▶ [TASK INSTRUCTIONS]:
Given the records below, would you repeat exactly the lines that begin at the one containing "The <instance> blocks" and end at the one containing "positive clicks: (1386, 686)", inclusive?

▶ [EXTRACTED DATA]:

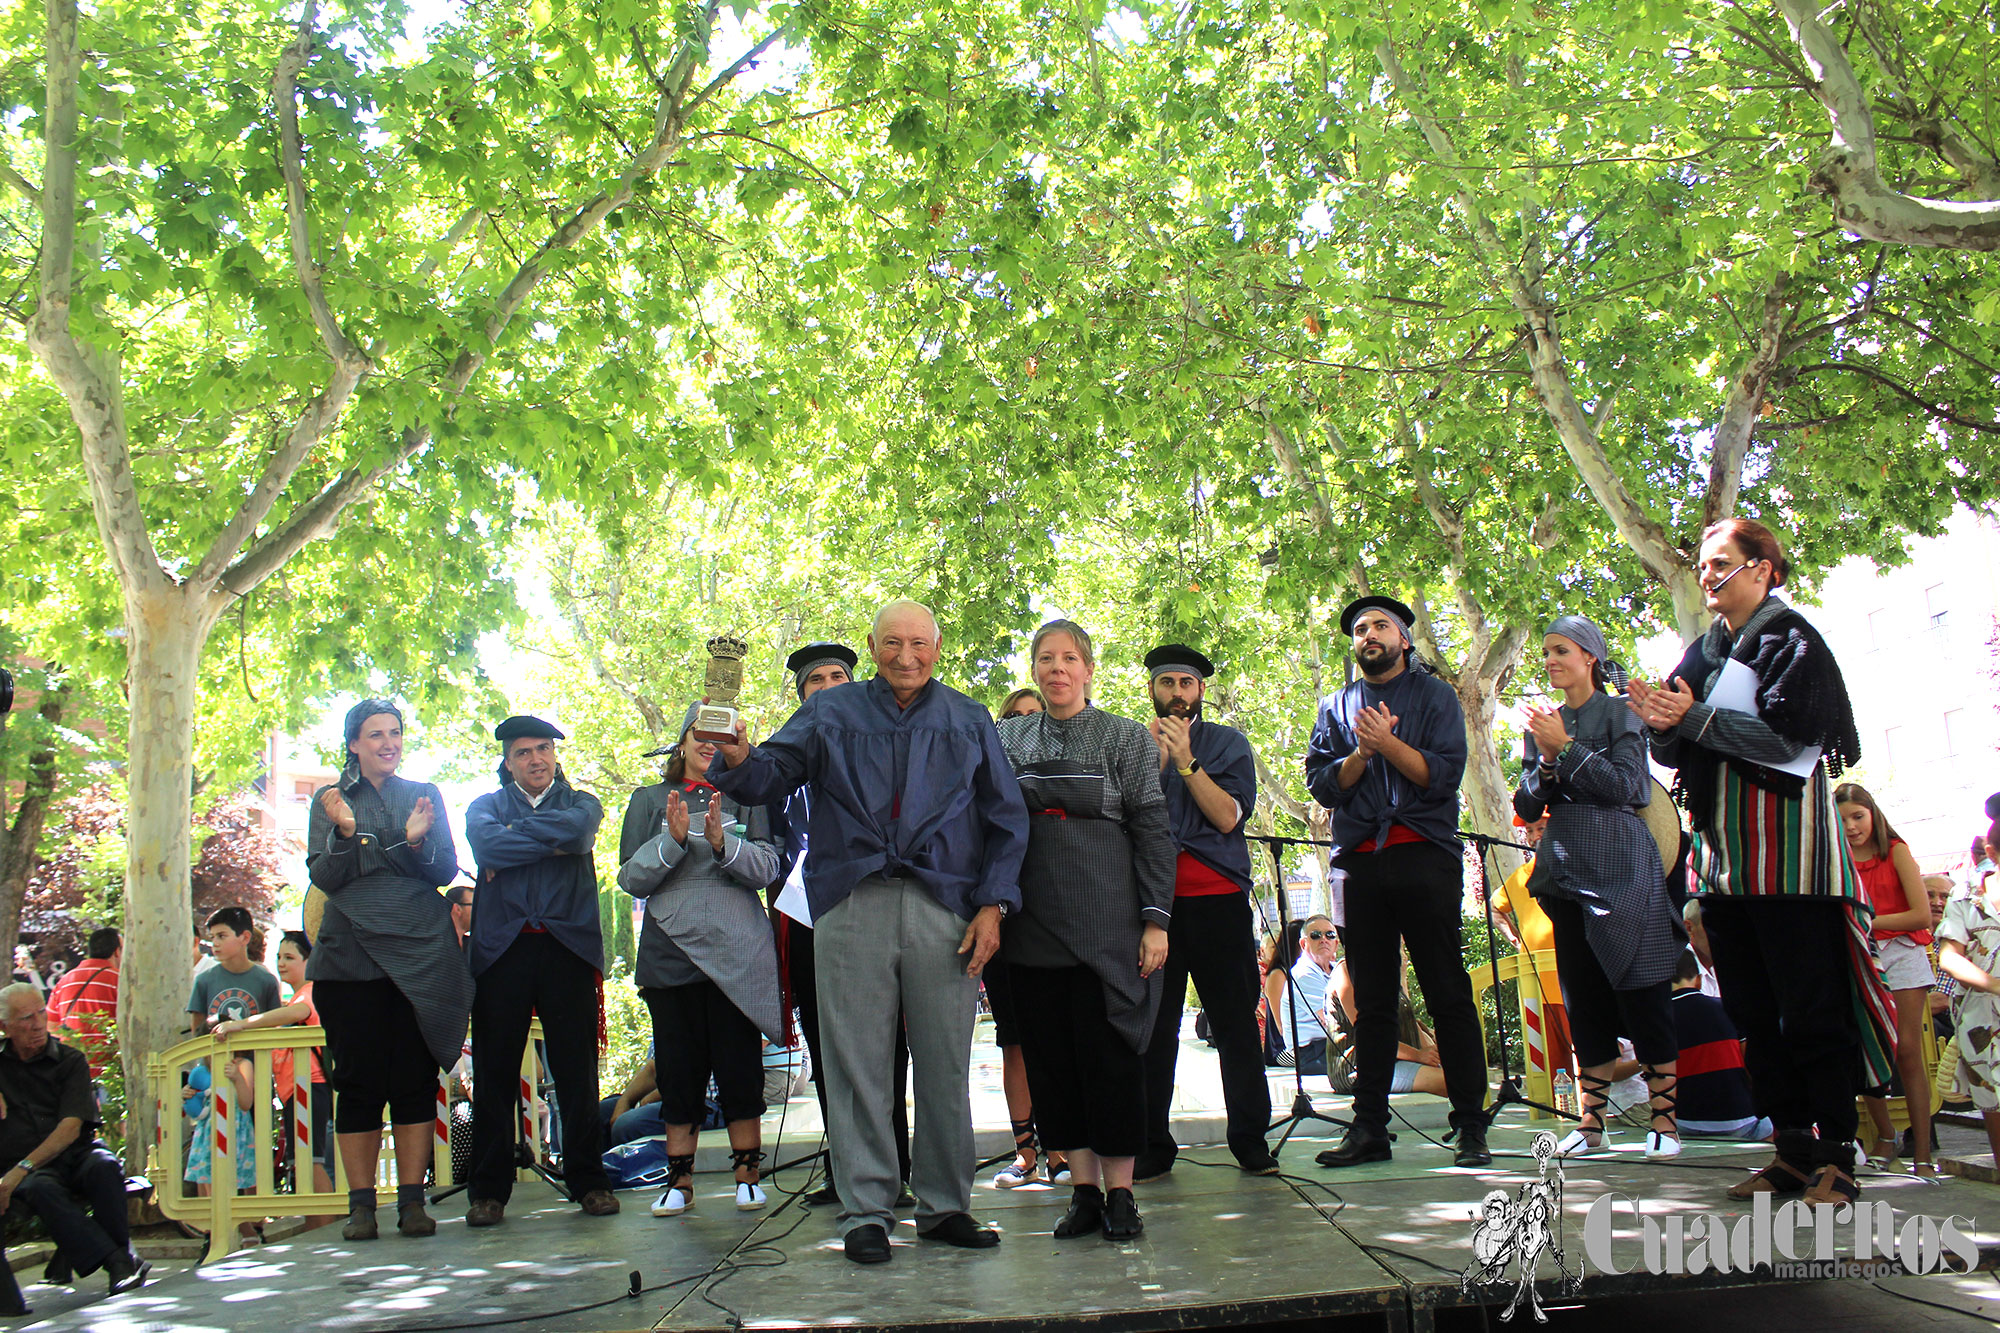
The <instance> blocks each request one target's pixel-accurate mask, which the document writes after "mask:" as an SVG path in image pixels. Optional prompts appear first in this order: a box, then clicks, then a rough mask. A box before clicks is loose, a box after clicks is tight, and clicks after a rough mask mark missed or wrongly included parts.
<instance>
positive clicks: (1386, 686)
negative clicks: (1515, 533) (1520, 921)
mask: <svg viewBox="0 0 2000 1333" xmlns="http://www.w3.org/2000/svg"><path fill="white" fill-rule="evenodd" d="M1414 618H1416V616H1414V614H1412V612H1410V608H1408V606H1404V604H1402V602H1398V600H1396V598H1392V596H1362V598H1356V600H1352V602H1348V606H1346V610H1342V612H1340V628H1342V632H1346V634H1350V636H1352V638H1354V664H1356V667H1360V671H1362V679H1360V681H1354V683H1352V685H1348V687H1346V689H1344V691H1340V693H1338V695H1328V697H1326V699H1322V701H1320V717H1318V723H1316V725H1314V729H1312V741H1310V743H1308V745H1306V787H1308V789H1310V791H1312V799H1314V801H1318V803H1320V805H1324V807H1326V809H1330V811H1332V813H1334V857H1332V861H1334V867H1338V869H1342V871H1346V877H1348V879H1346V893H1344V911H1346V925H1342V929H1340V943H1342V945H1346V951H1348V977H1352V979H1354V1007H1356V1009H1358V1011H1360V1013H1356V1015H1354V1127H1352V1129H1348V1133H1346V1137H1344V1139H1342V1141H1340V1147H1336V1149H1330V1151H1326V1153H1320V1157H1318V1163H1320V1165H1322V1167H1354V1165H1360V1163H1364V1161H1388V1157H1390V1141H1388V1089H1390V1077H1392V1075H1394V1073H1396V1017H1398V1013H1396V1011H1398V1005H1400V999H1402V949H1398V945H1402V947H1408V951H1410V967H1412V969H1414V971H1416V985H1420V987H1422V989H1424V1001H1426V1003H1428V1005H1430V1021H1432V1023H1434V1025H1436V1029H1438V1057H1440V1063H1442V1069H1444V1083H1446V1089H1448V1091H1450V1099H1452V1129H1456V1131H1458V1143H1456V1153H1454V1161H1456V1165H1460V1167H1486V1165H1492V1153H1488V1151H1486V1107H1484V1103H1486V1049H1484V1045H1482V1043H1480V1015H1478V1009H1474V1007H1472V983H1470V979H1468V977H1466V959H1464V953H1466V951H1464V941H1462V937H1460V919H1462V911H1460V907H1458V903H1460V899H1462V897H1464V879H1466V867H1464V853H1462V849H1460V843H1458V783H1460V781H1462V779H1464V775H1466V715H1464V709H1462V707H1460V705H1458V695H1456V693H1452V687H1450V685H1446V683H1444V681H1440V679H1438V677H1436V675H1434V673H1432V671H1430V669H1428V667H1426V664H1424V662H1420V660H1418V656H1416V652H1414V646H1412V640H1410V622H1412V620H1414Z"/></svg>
==
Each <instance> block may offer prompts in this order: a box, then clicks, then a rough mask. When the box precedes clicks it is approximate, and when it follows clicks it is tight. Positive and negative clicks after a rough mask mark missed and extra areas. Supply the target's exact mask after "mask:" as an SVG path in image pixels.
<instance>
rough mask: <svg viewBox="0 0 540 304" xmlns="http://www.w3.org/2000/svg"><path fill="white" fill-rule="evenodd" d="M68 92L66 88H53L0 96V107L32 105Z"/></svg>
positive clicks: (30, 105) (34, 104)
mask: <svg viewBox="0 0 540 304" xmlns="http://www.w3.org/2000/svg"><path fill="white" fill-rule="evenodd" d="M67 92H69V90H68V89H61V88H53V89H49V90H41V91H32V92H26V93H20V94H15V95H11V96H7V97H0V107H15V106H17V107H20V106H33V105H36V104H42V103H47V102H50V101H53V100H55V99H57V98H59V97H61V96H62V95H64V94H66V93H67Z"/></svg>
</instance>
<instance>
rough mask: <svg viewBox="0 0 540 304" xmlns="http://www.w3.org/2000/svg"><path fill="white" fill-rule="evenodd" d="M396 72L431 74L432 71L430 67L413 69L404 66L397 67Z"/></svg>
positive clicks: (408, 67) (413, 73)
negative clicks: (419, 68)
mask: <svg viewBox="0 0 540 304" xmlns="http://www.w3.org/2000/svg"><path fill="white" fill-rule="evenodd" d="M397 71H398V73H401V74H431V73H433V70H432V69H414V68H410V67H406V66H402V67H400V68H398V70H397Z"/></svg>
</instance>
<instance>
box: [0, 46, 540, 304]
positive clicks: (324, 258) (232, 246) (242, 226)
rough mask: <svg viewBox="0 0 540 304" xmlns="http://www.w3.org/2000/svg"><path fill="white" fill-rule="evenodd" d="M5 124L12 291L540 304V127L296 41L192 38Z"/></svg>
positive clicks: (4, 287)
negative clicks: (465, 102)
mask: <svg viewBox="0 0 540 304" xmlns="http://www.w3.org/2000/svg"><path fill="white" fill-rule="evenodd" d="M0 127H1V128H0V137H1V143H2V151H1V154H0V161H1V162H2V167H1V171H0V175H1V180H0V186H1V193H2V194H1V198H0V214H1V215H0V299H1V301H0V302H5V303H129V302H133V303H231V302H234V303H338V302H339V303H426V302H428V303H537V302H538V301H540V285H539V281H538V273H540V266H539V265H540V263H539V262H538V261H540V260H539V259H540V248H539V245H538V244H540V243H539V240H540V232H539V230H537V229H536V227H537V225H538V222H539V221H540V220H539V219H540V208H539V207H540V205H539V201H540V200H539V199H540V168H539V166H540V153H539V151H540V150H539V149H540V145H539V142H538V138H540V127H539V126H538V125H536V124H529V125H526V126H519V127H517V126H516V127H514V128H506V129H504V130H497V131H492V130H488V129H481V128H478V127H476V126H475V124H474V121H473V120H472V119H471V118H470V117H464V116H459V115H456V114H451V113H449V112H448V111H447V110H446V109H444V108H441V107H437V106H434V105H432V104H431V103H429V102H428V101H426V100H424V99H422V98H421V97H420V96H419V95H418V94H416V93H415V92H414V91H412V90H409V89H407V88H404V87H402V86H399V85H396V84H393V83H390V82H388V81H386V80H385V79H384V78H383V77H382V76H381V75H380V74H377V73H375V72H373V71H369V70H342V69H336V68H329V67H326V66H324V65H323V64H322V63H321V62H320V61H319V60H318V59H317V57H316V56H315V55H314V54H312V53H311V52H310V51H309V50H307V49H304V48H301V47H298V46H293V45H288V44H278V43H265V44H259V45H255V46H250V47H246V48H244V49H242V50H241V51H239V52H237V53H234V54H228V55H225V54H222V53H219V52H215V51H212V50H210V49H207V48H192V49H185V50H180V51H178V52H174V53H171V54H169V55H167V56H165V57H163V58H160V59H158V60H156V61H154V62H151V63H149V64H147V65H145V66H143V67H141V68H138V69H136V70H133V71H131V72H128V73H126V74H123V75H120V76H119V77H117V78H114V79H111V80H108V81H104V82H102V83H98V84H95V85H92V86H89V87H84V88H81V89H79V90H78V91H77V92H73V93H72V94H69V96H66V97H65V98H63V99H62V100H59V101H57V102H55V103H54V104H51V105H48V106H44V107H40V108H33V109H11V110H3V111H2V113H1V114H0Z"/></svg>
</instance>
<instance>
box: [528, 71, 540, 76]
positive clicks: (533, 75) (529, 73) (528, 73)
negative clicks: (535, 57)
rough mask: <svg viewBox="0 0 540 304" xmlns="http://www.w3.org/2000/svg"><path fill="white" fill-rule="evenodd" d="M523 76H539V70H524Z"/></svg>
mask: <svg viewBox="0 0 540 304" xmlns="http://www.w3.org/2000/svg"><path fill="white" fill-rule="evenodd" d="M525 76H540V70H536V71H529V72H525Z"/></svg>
* * *
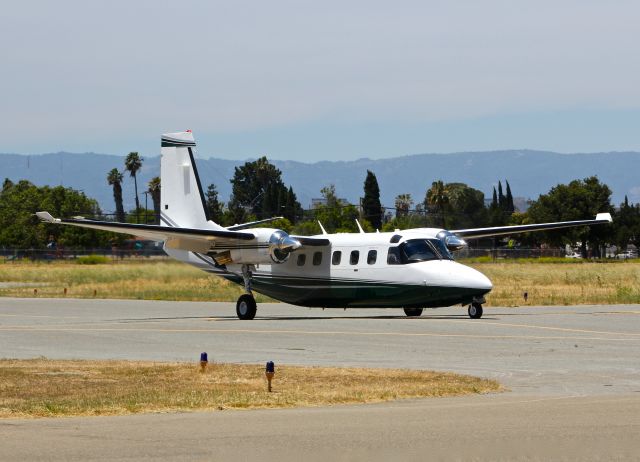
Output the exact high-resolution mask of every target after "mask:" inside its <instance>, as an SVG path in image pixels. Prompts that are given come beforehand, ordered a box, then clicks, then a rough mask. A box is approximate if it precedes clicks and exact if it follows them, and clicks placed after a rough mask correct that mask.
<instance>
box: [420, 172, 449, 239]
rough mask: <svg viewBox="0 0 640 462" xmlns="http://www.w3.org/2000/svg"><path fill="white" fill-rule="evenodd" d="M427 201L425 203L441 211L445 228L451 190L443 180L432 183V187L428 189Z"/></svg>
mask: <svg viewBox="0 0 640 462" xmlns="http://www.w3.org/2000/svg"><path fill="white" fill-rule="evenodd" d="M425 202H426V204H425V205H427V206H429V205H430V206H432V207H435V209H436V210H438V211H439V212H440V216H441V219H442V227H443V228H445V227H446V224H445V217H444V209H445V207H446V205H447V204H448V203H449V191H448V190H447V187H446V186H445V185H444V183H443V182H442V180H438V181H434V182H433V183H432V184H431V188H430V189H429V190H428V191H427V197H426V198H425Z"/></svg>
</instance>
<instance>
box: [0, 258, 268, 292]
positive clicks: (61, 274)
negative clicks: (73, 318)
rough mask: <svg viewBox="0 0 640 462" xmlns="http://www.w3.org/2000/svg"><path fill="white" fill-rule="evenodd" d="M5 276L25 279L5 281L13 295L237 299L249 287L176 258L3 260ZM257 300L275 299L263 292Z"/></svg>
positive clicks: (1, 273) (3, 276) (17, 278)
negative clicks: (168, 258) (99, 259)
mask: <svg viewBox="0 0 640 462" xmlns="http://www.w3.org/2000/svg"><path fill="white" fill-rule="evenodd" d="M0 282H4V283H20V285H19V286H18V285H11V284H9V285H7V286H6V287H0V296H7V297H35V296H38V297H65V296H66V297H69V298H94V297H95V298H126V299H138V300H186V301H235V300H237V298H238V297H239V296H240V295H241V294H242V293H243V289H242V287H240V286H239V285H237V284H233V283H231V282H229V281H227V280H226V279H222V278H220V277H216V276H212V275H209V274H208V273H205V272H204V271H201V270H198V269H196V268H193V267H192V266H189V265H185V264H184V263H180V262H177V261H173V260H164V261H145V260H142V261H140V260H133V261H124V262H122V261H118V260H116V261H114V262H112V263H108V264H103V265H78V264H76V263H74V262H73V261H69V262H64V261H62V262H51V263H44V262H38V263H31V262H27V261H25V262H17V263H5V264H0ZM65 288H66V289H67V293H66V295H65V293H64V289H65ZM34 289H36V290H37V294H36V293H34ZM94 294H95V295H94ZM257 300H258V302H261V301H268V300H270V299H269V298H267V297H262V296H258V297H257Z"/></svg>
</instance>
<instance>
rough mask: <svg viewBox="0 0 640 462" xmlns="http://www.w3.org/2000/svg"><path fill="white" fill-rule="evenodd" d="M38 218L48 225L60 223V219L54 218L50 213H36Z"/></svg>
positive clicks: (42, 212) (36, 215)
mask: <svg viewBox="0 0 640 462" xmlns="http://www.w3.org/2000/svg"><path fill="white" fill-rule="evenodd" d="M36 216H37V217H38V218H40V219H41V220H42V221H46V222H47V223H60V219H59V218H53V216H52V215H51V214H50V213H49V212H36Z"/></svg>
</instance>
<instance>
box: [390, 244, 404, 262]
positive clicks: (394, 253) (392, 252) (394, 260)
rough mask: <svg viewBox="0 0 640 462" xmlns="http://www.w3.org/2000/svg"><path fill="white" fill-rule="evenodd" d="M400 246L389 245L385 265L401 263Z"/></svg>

▶ [ANSWER FOR THIS EXERCISE]:
The <instance> blocks each request one target's pixel-accurate mask, which the document writes after "mask:" as an SVG path in image pixels. Optional prompts appear first in this order: a box, then clicks, then a rough mask. A box before clicks is loose, a box after clicks is tight, and clicks after a rough mask mark missed or wrongly included parts.
<instance>
positive clicks: (1386, 686)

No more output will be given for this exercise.